**PASSAGE TO READ**
Match all the opening and closing parentheses of a formula
As you know, the arguments of Excel functions are shown in brackets. In complex formulas, it may be necessary to enter several sets of parentheses, one inside the other, to specify the order in which the calculations are to be performed. When you create such a formula, be sure to combine the parentheses correctly so that you always have a right parenthesis for every left parenthesis in your formula.
Microsoft Excel displays pairs of parentheses in different colors when you enter them in a formula. If one or more parentheses are missing from your formula, Excel displays an error message and suggests a correction to equalize the pairs.
Delete Spaces in the SUM Function
The SUM function does not add values if its formula contains blanks. Instead, it displays the formula in its cell.
- To correct this, select the cell of the formula and then click on the far left of the function bar. Press the backspace key to remove all spaces before the “=” at the beginning of the function. Make sure there are no spaces elsewhere in the formula.
Widen your Formula’s Column
If the SUM formula cell displays ######, the value may not fit in the cell. Therefore, you may need to expand the column of the cell to ensure that the whole number matches.
To do this, move the cursor to the left or right of the reference field in the SUM cell column so that the cursor changes to a double arrow, as in the snapshot just below. Then hold down the left mouse button and drag the column to the left or right to expand it.
Check for Automatic Recalculation
- Look at the Formulas ribbon on the far right and click Calculation Options. In the drop-down list, make sure the Automatic option is selected.
- If this option is set to Automatic, Excel recalculates the formulas in the spreadsheet when you change the value of a cell. In other words, if you have a formula that totals your sales and you change one of the sales, Excel updates the total to show the correct total.

**ACTIVITY 1**
Please translate this sentence from the Excel formula tips into Spanish: "Microsoft Excel displays pairs of parentheses in different colors when you enter them in a formula."
**ACTIVITY 2**
Answer these questions from the Excel formula tips.
(a) What does the SUM function show in its cell when its formula contains blanks?
(b) What does a SUM formula cell display when the value may not fit in the cell?
(c) Which option should be selected in the Calculation Options drop-down list?
**ACTIVITY 3**
Write the next part of the Excel formula tips, picking up after their last sentence.

**PROVIDED RECORDS**
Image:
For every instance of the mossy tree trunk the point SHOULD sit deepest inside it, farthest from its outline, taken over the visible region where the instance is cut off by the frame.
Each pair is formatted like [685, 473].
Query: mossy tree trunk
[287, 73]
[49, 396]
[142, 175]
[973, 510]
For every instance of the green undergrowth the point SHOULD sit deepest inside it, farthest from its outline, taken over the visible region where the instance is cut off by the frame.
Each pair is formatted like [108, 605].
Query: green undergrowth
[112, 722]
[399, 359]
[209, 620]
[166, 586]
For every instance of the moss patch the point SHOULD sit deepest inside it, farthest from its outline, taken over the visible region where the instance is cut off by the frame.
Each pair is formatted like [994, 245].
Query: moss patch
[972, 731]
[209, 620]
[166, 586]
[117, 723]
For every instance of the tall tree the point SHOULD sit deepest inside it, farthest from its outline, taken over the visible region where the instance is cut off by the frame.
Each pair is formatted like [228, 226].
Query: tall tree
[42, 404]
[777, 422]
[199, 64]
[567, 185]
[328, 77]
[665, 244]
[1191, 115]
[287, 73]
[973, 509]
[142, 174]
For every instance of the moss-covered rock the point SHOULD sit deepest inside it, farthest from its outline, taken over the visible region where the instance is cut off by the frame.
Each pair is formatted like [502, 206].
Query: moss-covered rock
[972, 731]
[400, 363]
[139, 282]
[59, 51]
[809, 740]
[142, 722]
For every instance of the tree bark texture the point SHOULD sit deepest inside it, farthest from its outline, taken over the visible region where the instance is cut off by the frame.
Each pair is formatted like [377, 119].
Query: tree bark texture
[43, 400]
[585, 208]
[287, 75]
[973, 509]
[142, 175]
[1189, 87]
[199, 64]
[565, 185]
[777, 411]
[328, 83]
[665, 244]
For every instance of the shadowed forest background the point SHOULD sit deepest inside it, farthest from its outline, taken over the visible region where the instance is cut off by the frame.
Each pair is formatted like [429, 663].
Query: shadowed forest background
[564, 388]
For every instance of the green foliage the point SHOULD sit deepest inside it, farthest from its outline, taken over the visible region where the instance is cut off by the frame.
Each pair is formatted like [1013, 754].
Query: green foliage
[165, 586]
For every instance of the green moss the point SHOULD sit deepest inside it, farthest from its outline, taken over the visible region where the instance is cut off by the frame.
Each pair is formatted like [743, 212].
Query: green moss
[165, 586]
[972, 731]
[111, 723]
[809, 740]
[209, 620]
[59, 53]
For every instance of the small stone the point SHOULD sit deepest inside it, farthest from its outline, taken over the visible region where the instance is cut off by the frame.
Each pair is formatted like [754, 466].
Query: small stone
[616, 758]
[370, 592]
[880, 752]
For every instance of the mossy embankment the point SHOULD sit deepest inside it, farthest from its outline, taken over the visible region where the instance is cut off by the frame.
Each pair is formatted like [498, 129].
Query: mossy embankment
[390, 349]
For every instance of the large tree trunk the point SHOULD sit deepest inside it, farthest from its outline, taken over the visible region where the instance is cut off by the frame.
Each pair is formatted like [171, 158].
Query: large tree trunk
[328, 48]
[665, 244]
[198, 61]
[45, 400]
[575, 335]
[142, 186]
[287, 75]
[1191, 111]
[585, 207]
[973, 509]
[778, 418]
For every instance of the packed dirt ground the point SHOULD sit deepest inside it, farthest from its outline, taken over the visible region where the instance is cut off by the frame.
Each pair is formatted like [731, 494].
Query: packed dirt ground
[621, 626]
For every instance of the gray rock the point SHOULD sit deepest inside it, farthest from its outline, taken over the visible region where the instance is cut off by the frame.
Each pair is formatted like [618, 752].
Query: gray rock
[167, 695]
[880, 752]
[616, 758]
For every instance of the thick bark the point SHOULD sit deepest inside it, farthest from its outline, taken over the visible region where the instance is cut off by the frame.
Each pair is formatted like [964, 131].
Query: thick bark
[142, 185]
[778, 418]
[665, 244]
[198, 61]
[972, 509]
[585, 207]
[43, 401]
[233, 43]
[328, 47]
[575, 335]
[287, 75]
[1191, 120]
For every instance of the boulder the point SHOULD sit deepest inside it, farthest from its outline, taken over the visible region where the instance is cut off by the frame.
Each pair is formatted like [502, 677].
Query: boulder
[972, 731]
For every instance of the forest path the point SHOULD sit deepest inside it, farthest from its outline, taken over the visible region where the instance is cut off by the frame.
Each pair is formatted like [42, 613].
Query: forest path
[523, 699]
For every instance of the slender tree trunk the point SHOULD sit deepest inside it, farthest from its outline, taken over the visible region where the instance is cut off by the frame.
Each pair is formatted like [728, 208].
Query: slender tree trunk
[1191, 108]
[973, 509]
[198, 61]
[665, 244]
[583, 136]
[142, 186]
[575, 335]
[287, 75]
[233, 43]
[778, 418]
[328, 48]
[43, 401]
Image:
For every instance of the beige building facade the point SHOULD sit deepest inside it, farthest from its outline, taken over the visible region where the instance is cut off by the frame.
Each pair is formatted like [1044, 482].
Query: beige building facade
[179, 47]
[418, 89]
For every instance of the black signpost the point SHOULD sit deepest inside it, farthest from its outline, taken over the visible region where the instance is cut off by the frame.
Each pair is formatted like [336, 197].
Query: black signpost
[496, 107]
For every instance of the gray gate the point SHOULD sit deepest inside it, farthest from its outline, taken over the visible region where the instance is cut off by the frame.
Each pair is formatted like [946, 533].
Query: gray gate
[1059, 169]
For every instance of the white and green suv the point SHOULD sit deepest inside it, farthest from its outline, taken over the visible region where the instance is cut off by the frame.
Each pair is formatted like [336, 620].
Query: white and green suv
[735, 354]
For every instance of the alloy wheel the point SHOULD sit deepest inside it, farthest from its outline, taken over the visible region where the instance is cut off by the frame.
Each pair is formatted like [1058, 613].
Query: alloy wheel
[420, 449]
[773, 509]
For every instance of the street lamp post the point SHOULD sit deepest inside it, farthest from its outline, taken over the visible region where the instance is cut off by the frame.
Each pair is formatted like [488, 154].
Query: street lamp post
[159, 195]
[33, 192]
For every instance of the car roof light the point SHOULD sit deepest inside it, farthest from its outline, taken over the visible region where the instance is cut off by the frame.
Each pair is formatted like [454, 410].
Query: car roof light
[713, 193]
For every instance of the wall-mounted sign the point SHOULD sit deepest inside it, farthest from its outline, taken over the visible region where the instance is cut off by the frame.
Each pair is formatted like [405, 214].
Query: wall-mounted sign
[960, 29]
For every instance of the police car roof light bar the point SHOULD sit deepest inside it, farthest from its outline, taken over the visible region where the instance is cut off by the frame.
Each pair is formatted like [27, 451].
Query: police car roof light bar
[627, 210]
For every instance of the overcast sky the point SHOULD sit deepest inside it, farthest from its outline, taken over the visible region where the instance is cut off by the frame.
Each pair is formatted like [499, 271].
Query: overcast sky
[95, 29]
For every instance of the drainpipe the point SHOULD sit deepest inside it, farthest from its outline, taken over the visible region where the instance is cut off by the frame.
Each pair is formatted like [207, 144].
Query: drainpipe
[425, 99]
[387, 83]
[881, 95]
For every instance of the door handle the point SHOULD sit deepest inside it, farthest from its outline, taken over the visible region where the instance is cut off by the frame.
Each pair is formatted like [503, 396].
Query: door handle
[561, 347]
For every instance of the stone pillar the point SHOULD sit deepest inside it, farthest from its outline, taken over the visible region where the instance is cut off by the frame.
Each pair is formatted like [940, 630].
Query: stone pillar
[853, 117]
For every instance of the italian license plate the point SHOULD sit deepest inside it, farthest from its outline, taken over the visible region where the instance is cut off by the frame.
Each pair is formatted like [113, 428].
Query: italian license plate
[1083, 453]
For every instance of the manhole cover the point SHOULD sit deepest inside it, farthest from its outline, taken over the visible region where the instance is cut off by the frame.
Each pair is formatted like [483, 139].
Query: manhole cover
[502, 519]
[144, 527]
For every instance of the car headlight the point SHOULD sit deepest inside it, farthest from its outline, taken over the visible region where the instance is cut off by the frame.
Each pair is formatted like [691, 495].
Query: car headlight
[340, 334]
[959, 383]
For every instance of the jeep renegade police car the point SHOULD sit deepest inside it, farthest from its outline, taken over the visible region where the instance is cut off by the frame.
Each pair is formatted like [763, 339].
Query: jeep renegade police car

**TASK OUTPUT 1**
Microsoft Excel muestra los pares de paréntesis en distintos colores cuando los introduces en una fórmula.

**TASK OUTPUT 2**
(a) The formula itself.
(b) ######
(c) Automatic.

**TASK OUTPUT 3**
- If this option is set to manual, Excel recalculates the total only when you click the Calculate Now or Calculate Sheet button. If you prefer keyboard shortcuts, you can recalculate by pressing the F9 key. Manual recalculation is useful if you have a large spreadsheet that takes several minutes to recalculate. Instead of waiting impatiently for it to recalculate after every change you make, you can set recalculation to manual, make all your changes, and then recalculate all at once.
Unfortunately, if you set it to manual and forget it, your formulas will not be recalculated.
Check for Hidden Rows or Columns
If columns or rows are hidden, they are still calculated in the sheet. You must find these rows and display them if they cause unexpected totals to be calculated in your spreadsheet.
- You can find hidden rows or columns by locating the small boxes between the columns or rows on the left or top of the sheet.
- You can reveal hidden rows or columns by selecting the rows or columns between which the hidden values are located, right-clicking the mouse and choosing “Show”.
- If values with decimal places have been entered, Excel can round these values in a single cell, but not for the grand total.
- Check that the decimal places are hidden by selecting all cells containing numbers and choosing “Format Cells”. From here you can check how many decimal places are displayed under the “Number” category. Increase the number of decimals to 30 to see everything.